[Stored records]
*-*-*
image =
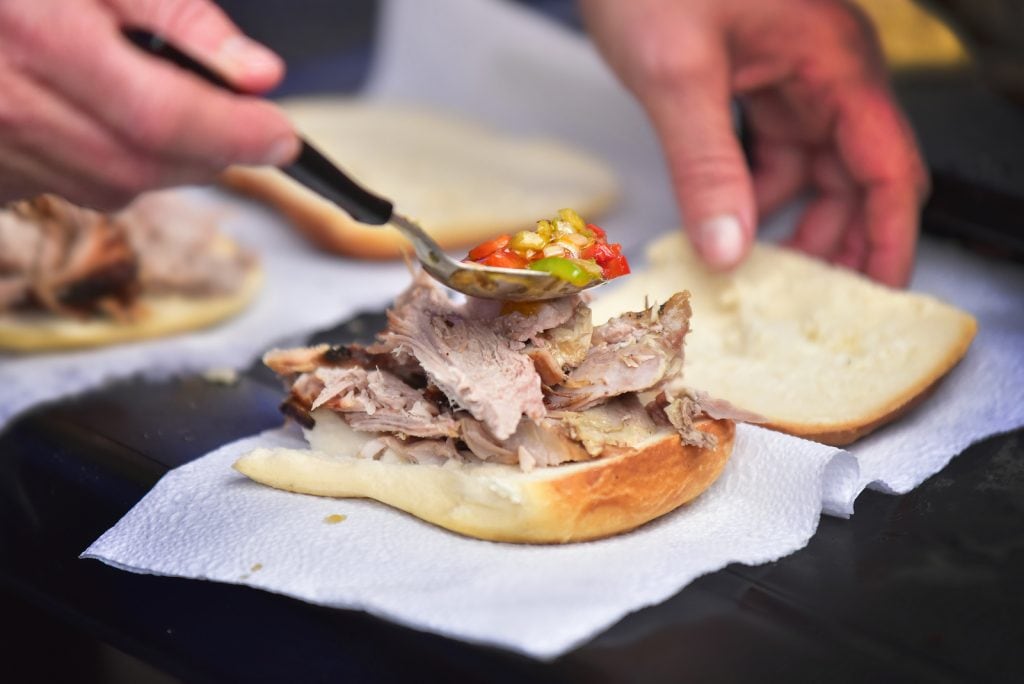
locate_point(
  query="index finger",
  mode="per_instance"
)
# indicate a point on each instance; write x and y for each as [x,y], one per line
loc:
[878,146]
[160,109]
*-*-*
What to produce → Output all of the material above as a JSON list of strings with one string per line, leaving out blank lines and the pictures.

Solution →
[
  "image =",
  "locate_point(",
  "  query=\"index finger\",",
  "  mode=\"per_instance\"",
  ")",
  "# indicate a point on each instance; write x and y for each as [x,y], one per line",
  "loc:",
  "[878,146]",
  "[160,109]"
]